---------- DATA

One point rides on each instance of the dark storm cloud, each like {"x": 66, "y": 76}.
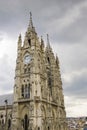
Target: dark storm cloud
{"x": 6, "y": 79}
{"x": 65, "y": 21}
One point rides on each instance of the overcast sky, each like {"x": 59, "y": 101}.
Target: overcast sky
{"x": 66, "y": 23}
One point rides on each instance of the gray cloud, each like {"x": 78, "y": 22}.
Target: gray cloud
{"x": 77, "y": 86}
{"x": 6, "y": 72}
{"x": 65, "y": 21}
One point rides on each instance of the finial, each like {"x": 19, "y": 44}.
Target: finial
{"x": 19, "y": 41}
{"x": 30, "y": 23}
{"x": 48, "y": 43}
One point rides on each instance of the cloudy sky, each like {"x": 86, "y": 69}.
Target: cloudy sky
{"x": 66, "y": 23}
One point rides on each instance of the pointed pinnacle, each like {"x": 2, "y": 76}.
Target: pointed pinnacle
{"x": 30, "y": 22}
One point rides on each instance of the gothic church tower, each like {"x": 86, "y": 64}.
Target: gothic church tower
{"x": 38, "y": 96}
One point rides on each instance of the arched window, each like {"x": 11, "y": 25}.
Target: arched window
{"x": 48, "y": 60}
{"x": 48, "y": 128}
{"x": 9, "y": 123}
{"x": 38, "y": 128}
{"x": 29, "y": 41}
{"x": 26, "y": 122}
{"x": 22, "y": 91}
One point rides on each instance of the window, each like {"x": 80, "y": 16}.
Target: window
{"x": 26, "y": 122}
{"x": 25, "y": 91}
{"x": 38, "y": 128}
{"x": 25, "y": 70}
{"x": 48, "y": 60}
{"x": 48, "y": 128}
{"x": 29, "y": 41}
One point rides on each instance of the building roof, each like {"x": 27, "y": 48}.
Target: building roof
{"x": 8, "y": 97}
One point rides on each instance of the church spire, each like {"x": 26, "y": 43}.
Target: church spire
{"x": 30, "y": 26}
{"x": 30, "y": 22}
{"x": 48, "y": 43}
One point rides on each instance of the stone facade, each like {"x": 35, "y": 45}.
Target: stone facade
{"x": 38, "y": 95}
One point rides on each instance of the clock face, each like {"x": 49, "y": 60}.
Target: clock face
{"x": 27, "y": 59}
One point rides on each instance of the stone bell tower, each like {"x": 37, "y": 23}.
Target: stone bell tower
{"x": 38, "y": 97}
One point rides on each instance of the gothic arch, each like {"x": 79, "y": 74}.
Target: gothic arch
{"x": 24, "y": 110}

--------------------

● **EXERCISE OBJECTIVE**: Output only the lines from the start of the data through the line that holds "One point rides on each instance of the building". Keep them exact and leave the pictures out.

● **SOLUTION TO THIS PROBLEM**:
One point rides on each instance of the dark storm cloud, each like {"x": 66, "y": 76}.
Target: dark storm cloud
{"x": 6, "y": 79}
{"x": 65, "y": 21}
One point rides on each instance of the overcast sky, each like {"x": 59, "y": 101}.
Target: overcast sky
{"x": 66, "y": 23}
One point rides on each instance of the gray cloud, each like {"x": 78, "y": 22}.
Target: gray cloud
{"x": 77, "y": 86}
{"x": 6, "y": 72}
{"x": 65, "y": 21}
One point rides on each instance of the finial, each like {"x": 19, "y": 44}.
Target: finial
{"x": 19, "y": 41}
{"x": 30, "y": 23}
{"x": 48, "y": 43}
One point rides on each instance of the cloudy sky, each like {"x": 86, "y": 69}.
Target: cloudy sky
{"x": 66, "y": 23}
One point rides on each instance of the pointed pinnacle, each like {"x": 2, "y": 76}.
Target: pointed pinnacle
{"x": 30, "y": 22}
One point rides on each instance of the gothic church tower, each like {"x": 86, "y": 64}.
Target: gothic church tower
{"x": 38, "y": 96}
One point rides on each instance of the arched window, each like {"x": 11, "y": 25}.
Target: arched window
{"x": 48, "y": 60}
{"x": 48, "y": 128}
{"x": 9, "y": 123}
{"x": 38, "y": 128}
{"x": 29, "y": 41}
{"x": 26, "y": 122}
{"x": 22, "y": 91}
One point rides on each instance of the window, each like {"x": 80, "y": 16}.
Target: window
{"x": 26, "y": 122}
{"x": 25, "y": 91}
{"x": 38, "y": 128}
{"x": 25, "y": 70}
{"x": 48, "y": 60}
{"x": 48, "y": 128}
{"x": 29, "y": 41}
One point rides on each instance of the building roof, each like {"x": 27, "y": 48}.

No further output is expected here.